The Deep Range
- Cover of the first edition
- Author: Arthur C. Clarke
- Cover artist: Gordon C. Davies
- Language: English
- Genre: Science fiction
- Publisher: Frederick Muller Ltd
- Publication date: 1957
- Publication place: United Kingdom
- Media type: Print (hardcover)
- Pages: 238

= The Deep Range =

1957 science fiction novel by Arthur C. Clarke

The Deep Range is a 1957 science fiction novel by British writer Arthur C. Clarke, concerning a future sub-mariner who works in the field of mariculture, herding whales. The story includes the capture of a sea monster similar to a kraken.

The novel is based on a short story by the same name that Clarke wrote in November 1953 and which was first published in Frederik Pohl's Star Science Fiction No.3, copyrighted in 1954 but published in January 1955.

The short story was then published elsewhere, including in Argosy magazine in February 1956 and collected in Clarke's Tales from Planet Earth (1989).

==Plot==
The Deep Range follows the career of former astronaut Walter Franklin in the Marine Division, rising from trainee, to game warden, and eventually to Director of the Bureau of Whales. A spacewalking mishap had left Franklin floating in space, out of contact and isolated for an extended period. The resulting severe acrophobia (termed astrophobia by Clarke) rendered him unable to function as an astronaut and forever isolated him from his family on Mars. He is forced to turn to the sea for a final attempt at rehabilitation.

The Division is a mid-21st Century sea-based organization responsible for feeding a sizable portion of the Earth's population through the farming and harvesting of plankton as well as the herding and slaughter of whales. The Whale Bureau employs wardens who in their single-person scout subs shepherd the whale pods and protect them from predatory orcas and sharks.

The narrative is divided into three sections.

• [Source data]
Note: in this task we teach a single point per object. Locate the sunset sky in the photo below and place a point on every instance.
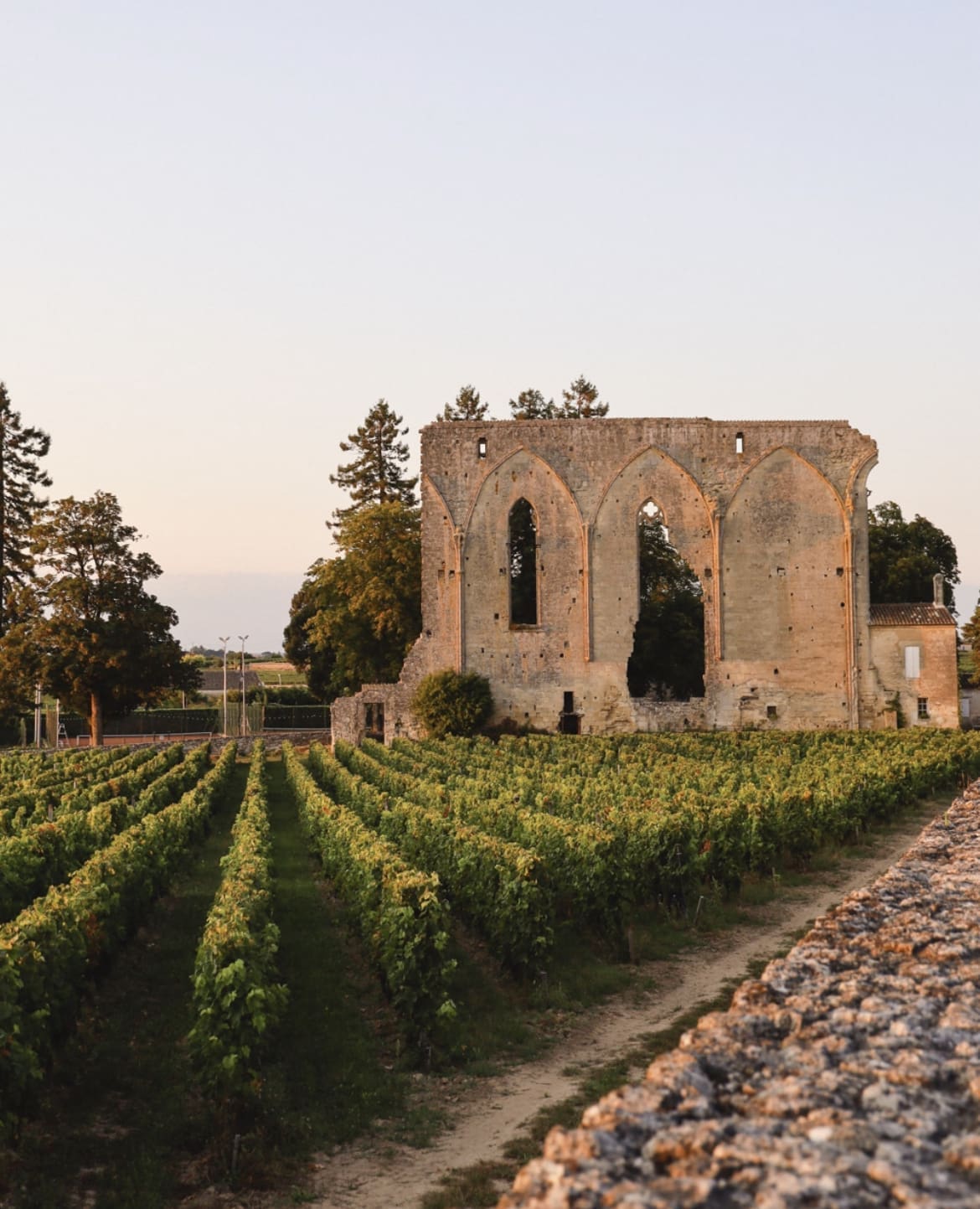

• [Requirement] Pick up the article on The Deep Range after its last sentence and keep writing. The data has no connection to the Deep Range article.

• [Task output]
Part I covers Franklin's training and adaptation to his new environment. Along the way he makes a lasting friend of his mentor and meets his eventual new wife. A recurrence of the astrophobia causes a breakdown and suicide attempt. An unexpected rescue convinces Franklin to commit fully to his new life.

Part II details Franklin's experiences as a veteran warden from the mundane to the more exotic. Abnormally high sperm whale deaths in a specific sector point to the existence of an enormous giant squid, nicknamed Percy. Franklin is tasked with spearheading the effort to find and capture Percy. A similar attempt later to capture the elusive Great Sea Serpent goes tragically awry.

Part III sees Franklin in charge as Director of the Bureau of Whales. Amid the everyday administrative and scientific challenges, the Bureau encounters a threat to its very existence. A Buddhist monk mounts a credible and effective campaign to stop the harvest of whales, even though it accounts for an eighth of the world's food supply. As Franklin struggles to counter the campaign, he finds himself inexorably drawn to the monk's viewpoint. An undersea catastrophe presents Franklin with his last opportunity to visit the depths he has grown to love.

In the final chapter Franklin and his wife attend the bittersweet departure of their son into the Space Service and reunion with his former family on Mars: "To his son, he willingly bequeathed the shoreless seas of space. For himself, the oceans of this world were sufficient."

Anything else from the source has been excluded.